What the task asks:
Leaving every picture out, repeat all of the entries below exactly.

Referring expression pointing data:
*** Begin section ***

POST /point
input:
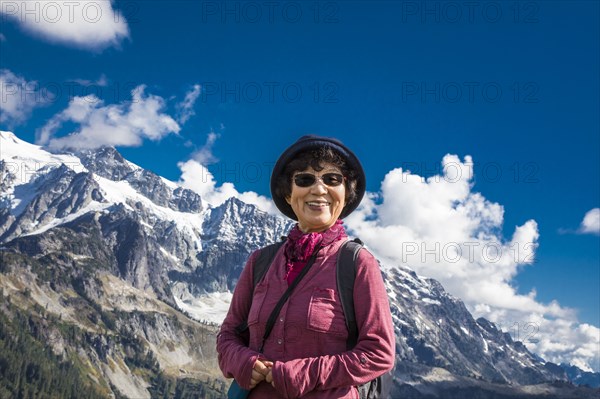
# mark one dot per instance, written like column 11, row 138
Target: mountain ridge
column 77, row 230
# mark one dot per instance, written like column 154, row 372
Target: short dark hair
column 316, row 159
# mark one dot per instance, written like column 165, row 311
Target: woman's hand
column 261, row 369
column 269, row 376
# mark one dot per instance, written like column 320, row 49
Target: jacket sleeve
column 236, row 360
column 373, row 355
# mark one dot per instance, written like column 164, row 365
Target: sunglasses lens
column 304, row 180
column 329, row 179
column 332, row 179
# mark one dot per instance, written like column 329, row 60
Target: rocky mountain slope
column 103, row 262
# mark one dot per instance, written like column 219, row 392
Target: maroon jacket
column 308, row 342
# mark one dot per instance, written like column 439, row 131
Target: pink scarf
column 300, row 246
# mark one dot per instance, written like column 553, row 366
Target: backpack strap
column 345, row 275
column 263, row 262
column 259, row 269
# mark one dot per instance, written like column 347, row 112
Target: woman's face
column 318, row 206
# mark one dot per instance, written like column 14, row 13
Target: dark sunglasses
column 308, row 179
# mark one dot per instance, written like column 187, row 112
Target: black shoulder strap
column 263, row 262
column 259, row 269
column 345, row 275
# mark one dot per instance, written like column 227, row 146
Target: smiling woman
column 308, row 351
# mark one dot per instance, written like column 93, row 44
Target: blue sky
column 513, row 84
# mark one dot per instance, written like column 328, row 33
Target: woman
column 316, row 181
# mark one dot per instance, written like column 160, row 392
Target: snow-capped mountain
column 106, row 245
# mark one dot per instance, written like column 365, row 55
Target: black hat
column 307, row 143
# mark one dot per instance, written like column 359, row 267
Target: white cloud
column 92, row 25
column 125, row 124
column 198, row 178
column 185, row 109
column 18, row 98
column 442, row 229
column 102, row 81
column 205, row 155
column 591, row 222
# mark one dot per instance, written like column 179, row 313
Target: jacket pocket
column 325, row 313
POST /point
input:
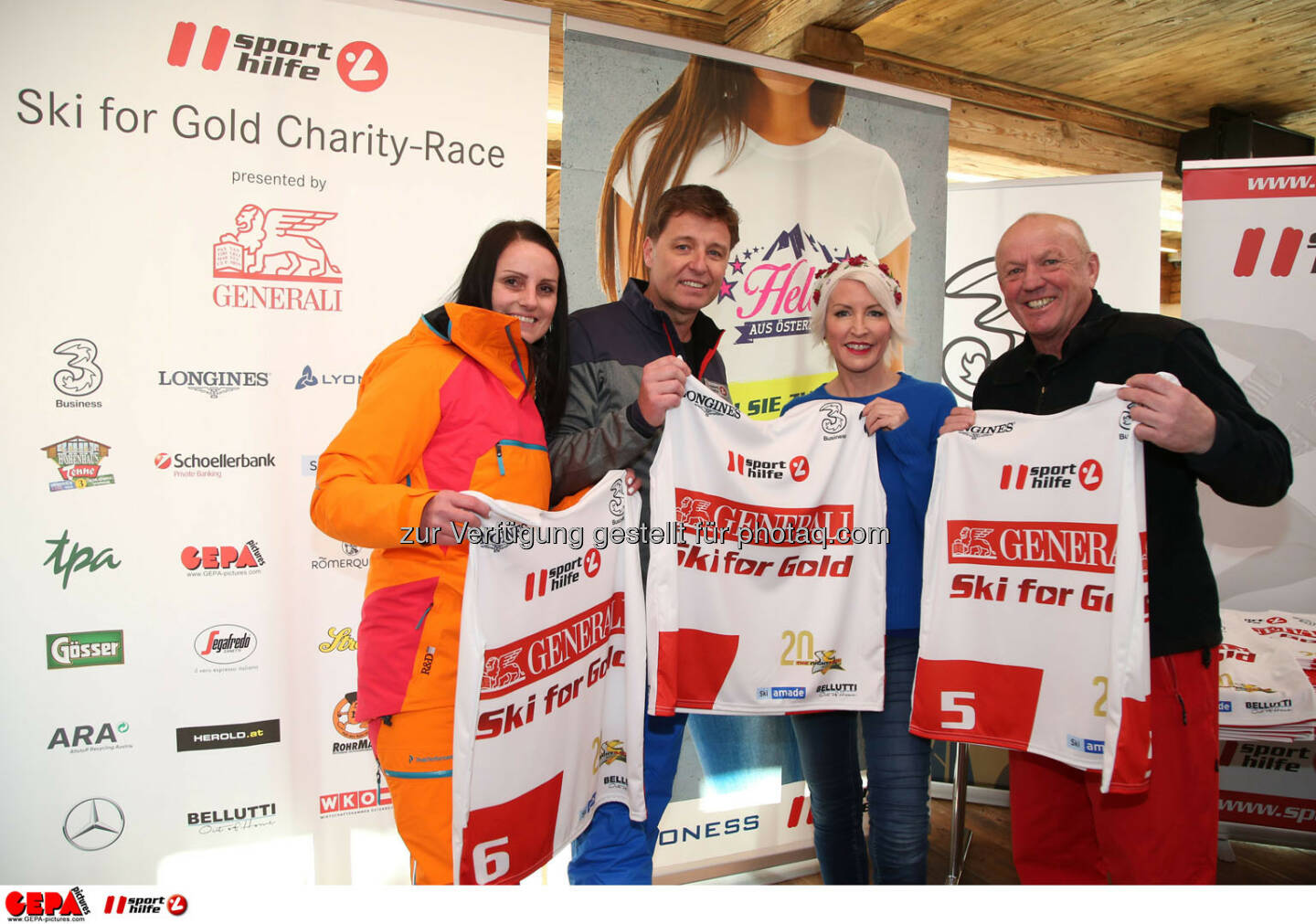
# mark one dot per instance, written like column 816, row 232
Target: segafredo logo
column 225, row 643
column 359, row 65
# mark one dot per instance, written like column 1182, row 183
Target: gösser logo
column 1286, row 251
column 361, row 65
column 93, row 824
column 225, row 643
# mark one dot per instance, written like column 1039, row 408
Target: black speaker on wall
column 1238, row 134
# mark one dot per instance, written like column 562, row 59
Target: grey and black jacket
column 601, row 427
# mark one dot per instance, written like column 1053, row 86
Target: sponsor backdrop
column 1249, row 281
column 870, row 179
column 218, row 216
column 1120, row 215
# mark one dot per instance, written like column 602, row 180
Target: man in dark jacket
column 630, row 361
column 1203, row 430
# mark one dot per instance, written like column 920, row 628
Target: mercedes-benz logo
column 93, row 824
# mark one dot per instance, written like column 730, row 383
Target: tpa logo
column 361, row 65
column 1288, row 245
column 221, row 558
column 78, row 460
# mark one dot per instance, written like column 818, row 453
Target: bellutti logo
column 78, row 460
column 212, row 382
column 275, row 247
column 84, row 649
column 1057, row 475
column 345, row 723
column 310, row 379
column 133, row 905
column 93, row 824
column 84, row 738
column 227, row 559
column 195, row 465
column 340, row 640
column 239, row 818
column 80, row 376
column 359, row 65
column 1288, row 245
column 224, row 643
column 80, row 558
column 241, row 735
column 70, row 906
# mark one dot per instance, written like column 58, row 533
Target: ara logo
column 359, row 65
column 1288, row 247
column 82, row 738
column 308, row 378
column 78, row 460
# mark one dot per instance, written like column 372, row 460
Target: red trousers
column 1065, row 831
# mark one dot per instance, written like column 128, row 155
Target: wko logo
column 1286, row 251
column 361, row 65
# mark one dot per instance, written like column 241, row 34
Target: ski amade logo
column 84, row 649
column 78, row 460
column 225, row 559
column 268, row 251
column 359, row 65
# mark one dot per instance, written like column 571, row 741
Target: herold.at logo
column 78, row 460
column 345, row 723
column 223, row 559
column 70, row 906
column 241, row 735
column 359, row 65
column 84, row 649
column 225, row 643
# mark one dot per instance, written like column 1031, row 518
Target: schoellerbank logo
column 195, row 465
column 1288, row 244
column 1079, row 547
column 223, row 558
column 359, row 65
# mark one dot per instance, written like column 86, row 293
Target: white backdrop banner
column 218, row 216
column 1120, row 215
column 1249, row 281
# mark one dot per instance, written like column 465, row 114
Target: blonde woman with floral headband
column 860, row 316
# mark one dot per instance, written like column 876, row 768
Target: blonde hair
column 883, row 289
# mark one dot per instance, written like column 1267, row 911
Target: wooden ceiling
column 1038, row 87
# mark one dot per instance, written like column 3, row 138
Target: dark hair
column 547, row 355
column 703, row 200
column 709, row 98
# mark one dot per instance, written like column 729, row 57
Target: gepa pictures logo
column 359, row 65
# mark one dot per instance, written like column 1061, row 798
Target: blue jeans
column 897, row 783
column 615, row 851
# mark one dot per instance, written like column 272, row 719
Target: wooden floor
column 990, row 861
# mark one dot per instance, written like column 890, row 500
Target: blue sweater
column 906, row 458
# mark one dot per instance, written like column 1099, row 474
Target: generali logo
column 1288, row 245
column 283, row 247
column 361, row 65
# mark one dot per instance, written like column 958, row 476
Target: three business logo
column 361, row 65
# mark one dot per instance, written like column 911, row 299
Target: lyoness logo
column 361, row 65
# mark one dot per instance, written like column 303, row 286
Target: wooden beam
column 1017, row 99
column 667, row 18
column 765, row 26
column 1061, row 143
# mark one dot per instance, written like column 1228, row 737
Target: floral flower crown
column 846, row 263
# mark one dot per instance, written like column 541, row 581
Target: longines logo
column 93, row 824
column 212, row 382
column 80, row 376
column 78, row 460
column 277, row 247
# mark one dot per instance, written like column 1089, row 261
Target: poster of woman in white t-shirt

*** End section ***

Written reply:
POST /point
input:
# mark one dot per instance, written like column 11, row 138
Target: mountain ridge
column 77, row 230
# mark one dot per instance, written like column 154, row 372
Target: short dark hair
column 316, row 159
# mark one dot per instance, written like column 165, row 311
Target: woman's hand
column 261, row 369
column 269, row 376
# mark one dot per instance, written like column 320, row 49
Target: jacket sleeve
column 236, row 360
column 373, row 355
# mark one dot per instance, written like column 164, row 365
Target: sunglasses lens
column 304, row 180
column 329, row 179
column 332, row 179
# mark one dot per instance, written like column 329, row 60
Target: rocky mountain slope
column 103, row 262
# mark one dot per instance, written like column 219, row 392
Target: maroon jacket
column 308, row 342
# mark one dot per instance, written like column 439, row 131
Target: pink scarf
column 300, row 246
# mark one dot per instance, written like column 553, row 366
Target: backpack strap
column 345, row 275
column 263, row 262
column 259, row 269
# mark one dot per instance, written like column 347, row 112
Target: woman's face
column 318, row 206
# mark one dot per instance, written like column 14, row 13
Target: dark sunglasses
column 308, row 179
# mark one dot per instance, written like column 187, row 112
Target: black shoulder strap
column 263, row 262
column 259, row 269
column 345, row 275
# mark one dot per instance, written like column 227, row 146
Target: smiling woman
column 308, row 351
# mark one dot per instance, written like column 93, row 44
Target: blue sky
column 513, row 84
# mark one dot per instance, written like column 328, row 33
Target: woman
column 316, row 181
# mark one dot per instance, written like column 160, row 392
Target: snow-capped mountain
column 106, row 245
# mark one dot per instance, written like column 365, row 55
Target: black hat
column 307, row 143
# mark one dot per instance, written like column 359, row 267
Target: white cloud
column 92, row 25
column 125, row 124
column 198, row 178
column 185, row 109
column 18, row 98
column 442, row 229
column 102, row 81
column 205, row 155
column 591, row 222
# mark one dot per instance, written like column 179, row 313
Target: jacket pocket
column 325, row 313
POST /point
input:
# mark one dot per instance, written like column 816, row 232
Target: segafredo logo
column 225, row 643
column 359, row 65
# mark one dot per instance, written like column 1182, row 183
Target: gösser logo
column 1286, row 251
column 361, row 65
column 93, row 824
column 225, row 643
# mark one dot per instance, written like column 1039, row 408
Target: black speaker on wall
column 1238, row 134
# mark one dot per instance, written like column 562, row 59
Target: grey and black jacket
column 601, row 427
# mark one dot per instance, written like column 1053, row 86
Target: sponsor backdrop
column 1249, row 281
column 870, row 179
column 218, row 216
column 1120, row 215
# mark one dot per instance, written like column 602, row 180
Target: man in dark jacket
column 630, row 361
column 1203, row 430
# mark one dot per instance, written like column 920, row 628
Target: mercedes-benz logo
column 93, row 824
# mark one dot per instance, written like column 730, row 383
Target: tpa logo
column 361, row 65
column 1288, row 245
column 221, row 558
column 78, row 460
# mark one dot per instance, written like column 818, row 453
Target: bellutti logo
column 78, row 460
column 212, row 382
column 275, row 247
column 84, row 649
column 1057, row 475
column 345, row 723
column 310, row 379
column 133, row 905
column 93, row 824
column 84, row 738
column 227, row 559
column 195, row 465
column 340, row 640
column 239, row 818
column 80, row 376
column 359, row 65
column 1288, row 245
column 224, row 643
column 80, row 558
column 241, row 735
column 70, row 906
# mark one dot per instance, written like column 58, row 533
Target: ara logo
column 359, row 65
column 1288, row 247
column 82, row 738
column 308, row 378
column 78, row 460
# mark one dot per instance, written like column 372, row 460
Target: red trousers
column 1065, row 831
# mark one dot per instance, written like column 128, row 155
Target: wko logo
column 1286, row 251
column 361, row 65
# mark one dot per instance, written like column 241, row 34
Target: ski amade logo
column 84, row 649
column 78, row 460
column 225, row 559
column 268, row 251
column 359, row 65
# mark one dot per instance, written like column 571, row 741
Target: herold.at logo
column 78, row 460
column 345, row 723
column 223, row 559
column 70, row 906
column 241, row 735
column 359, row 65
column 84, row 649
column 225, row 643
# mark one dot per instance, written like column 1031, row 518
Target: schoellerbank logo
column 195, row 465
column 1288, row 244
column 1079, row 547
column 223, row 558
column 359, row 65
# mark one dot per instance, written like column 86, row 293
Target: white backdrop banner
column 218, row 216
column 1120, row 215
column 1249, row 281
# mark one dot per instance, written like column 465, row 114
Target: blonde woman with floral headband
column 860, row 316
# mark one dot per instance, written like column 876, row 768
Target: blonde hair
column 883, row 289
# mark one dot per instance, written like column 1267, row 911
Target: wooden ceiling
column 1038, row 87
# mark one dot per instance, written like column 3, row 138
Target: dark hair
column 547, row 355
column 703, row 200
column 709, row 98
# mark one dot per instance, written like column 729, row 57
Target: gepa pictures logo
column 359, row 65
# mark one dot per instance, written like column 1061, row 798
Target: blue jeans
column 897, row 783
column 615, row 851
# mark one dot per instance, written like column 272, row 719
Target: wooden floor
column 990, row 861
# mark one dot per instance, written like column 890, row 500
Target: blue sweater
column 906, row 458
# mark one dot per instance, written like column 1099, row 474
Target: generali logo
column 1288, row 245
column 283, row 247
column 361, row 65
# mark one dot per instance, written like column 958, row 476
Target: three business logo
column 361, row 65
# mark one dot per instance, written like column 911, row 299
Target: lyoness logo
column 361, row 65
# mark one dot per instance, written like column 303, row 286
Target: wooden beam
column 1017, row 99
column 667, row 18
column 765, row 26
column 1061, row 143
# mark one dot per instance, written like column 1228, row 737
Target: floral flower crown
column 846, row 263
# mark one dot per instance, written like column 541, row 581
Target: longines logo
column 93, row 824
column 212, row 382
column 80, row 376
column 78, row 460
column 277, row 247
# mark one dot per instance, written like column 1089, row 261
Target: poster of woman in white t-shirt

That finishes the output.